» Aim of the task:
Gather every line in the records below that contains the word "feather" and copy each one out. Case counts, so only lines with that exact capitalization qualify.

» Data listing:
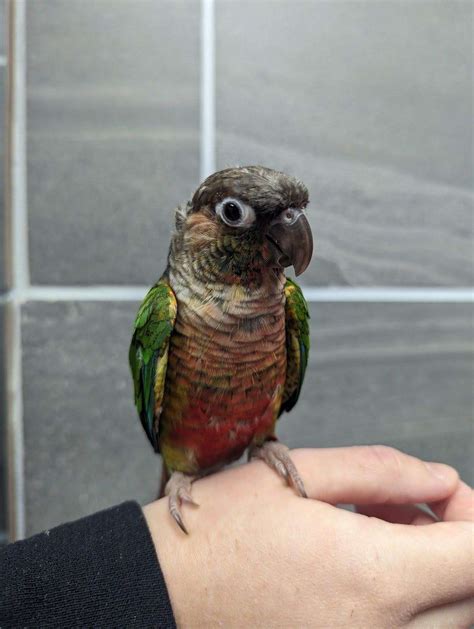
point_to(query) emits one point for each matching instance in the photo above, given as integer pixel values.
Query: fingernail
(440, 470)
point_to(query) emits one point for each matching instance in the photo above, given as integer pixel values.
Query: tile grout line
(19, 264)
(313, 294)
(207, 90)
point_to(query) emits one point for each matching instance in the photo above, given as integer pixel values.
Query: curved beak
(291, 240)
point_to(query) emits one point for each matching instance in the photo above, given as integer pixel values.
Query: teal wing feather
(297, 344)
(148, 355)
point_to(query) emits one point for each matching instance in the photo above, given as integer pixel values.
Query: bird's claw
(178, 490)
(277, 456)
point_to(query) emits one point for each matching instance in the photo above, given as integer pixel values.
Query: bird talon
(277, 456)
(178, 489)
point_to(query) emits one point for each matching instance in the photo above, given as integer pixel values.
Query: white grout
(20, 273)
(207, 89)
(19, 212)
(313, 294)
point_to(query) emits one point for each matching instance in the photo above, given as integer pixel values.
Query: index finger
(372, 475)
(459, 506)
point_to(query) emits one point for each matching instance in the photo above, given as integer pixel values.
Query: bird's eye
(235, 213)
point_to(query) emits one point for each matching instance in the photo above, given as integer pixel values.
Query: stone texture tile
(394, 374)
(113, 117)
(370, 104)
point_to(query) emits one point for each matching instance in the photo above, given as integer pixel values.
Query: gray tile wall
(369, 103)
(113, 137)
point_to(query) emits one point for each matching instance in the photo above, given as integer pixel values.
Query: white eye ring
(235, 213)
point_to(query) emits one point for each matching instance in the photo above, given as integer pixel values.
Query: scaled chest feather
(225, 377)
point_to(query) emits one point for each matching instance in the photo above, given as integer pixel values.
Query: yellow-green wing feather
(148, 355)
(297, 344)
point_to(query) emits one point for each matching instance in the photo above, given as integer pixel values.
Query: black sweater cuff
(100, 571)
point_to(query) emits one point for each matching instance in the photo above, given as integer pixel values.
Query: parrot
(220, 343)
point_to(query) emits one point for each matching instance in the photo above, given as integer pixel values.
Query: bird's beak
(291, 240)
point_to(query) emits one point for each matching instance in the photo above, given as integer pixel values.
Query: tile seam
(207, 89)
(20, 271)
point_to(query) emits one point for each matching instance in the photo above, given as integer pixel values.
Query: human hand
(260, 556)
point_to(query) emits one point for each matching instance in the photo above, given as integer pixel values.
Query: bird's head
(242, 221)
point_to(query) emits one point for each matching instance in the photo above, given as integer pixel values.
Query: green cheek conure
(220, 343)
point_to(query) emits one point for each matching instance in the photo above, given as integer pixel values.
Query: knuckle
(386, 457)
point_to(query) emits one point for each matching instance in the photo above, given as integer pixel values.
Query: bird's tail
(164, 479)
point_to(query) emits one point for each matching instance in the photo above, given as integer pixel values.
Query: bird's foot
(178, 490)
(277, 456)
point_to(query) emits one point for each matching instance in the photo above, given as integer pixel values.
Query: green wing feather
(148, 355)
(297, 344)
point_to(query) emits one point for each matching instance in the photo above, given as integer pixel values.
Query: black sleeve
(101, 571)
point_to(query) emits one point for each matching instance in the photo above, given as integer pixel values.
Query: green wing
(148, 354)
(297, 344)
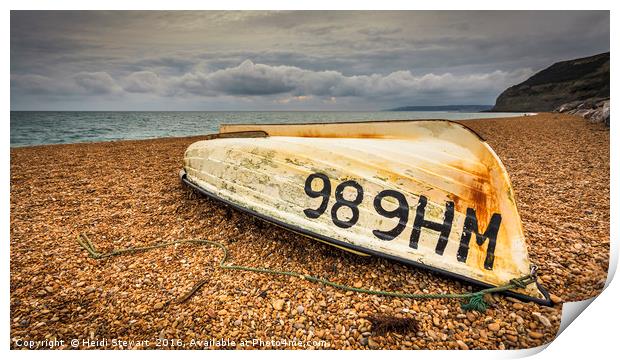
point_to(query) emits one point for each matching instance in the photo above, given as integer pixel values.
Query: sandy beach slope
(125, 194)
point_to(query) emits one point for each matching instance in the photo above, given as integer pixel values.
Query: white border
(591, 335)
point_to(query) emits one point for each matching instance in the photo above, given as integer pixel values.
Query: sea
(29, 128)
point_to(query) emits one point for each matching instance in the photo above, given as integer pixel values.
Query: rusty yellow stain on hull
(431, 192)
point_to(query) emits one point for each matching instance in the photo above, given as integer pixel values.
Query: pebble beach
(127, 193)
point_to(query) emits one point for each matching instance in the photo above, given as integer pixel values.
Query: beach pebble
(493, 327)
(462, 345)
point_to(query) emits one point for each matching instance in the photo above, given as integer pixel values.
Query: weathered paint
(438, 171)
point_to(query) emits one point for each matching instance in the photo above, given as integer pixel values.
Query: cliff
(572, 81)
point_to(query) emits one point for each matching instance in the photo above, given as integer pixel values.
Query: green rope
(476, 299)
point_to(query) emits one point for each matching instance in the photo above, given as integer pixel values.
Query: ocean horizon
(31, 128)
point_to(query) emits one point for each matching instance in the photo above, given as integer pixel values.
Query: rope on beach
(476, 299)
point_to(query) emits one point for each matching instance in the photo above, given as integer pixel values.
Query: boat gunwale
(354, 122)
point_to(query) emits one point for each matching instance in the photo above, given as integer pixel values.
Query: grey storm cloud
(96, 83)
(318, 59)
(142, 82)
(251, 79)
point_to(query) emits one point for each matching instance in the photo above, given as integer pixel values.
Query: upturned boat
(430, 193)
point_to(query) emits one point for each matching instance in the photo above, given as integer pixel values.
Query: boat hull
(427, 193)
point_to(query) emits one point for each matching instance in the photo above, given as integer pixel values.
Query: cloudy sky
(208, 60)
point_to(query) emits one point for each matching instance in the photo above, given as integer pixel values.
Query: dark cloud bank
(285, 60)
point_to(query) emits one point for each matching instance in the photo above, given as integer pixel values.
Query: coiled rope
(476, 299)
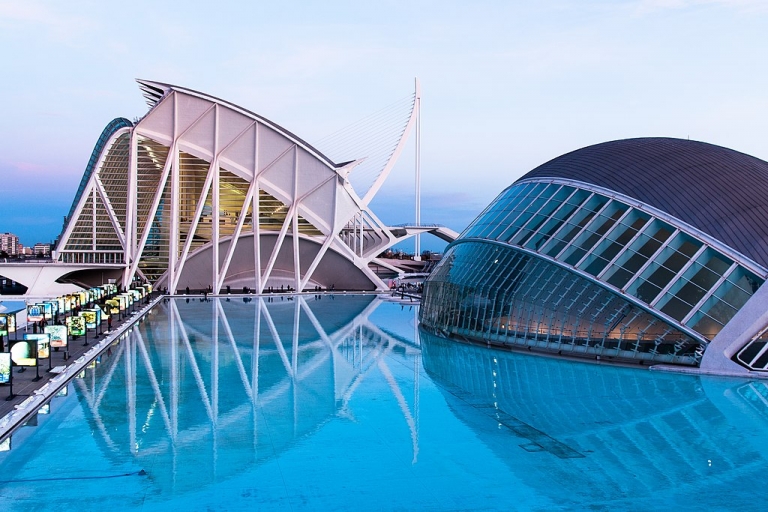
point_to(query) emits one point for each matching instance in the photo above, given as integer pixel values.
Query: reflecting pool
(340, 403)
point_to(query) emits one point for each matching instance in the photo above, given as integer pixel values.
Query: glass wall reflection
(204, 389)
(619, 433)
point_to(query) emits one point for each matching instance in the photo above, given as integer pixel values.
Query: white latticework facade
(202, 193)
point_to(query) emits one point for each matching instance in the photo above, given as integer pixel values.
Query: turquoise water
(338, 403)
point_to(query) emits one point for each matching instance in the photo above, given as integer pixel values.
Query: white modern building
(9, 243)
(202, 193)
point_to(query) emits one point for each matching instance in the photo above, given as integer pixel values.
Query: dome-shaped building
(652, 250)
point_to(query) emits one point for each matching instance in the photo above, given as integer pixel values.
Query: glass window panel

» Right answer:
Query: teal wing feather
Query: scaled chest feather
Query: yellow-green wing feather
Query: green wing feather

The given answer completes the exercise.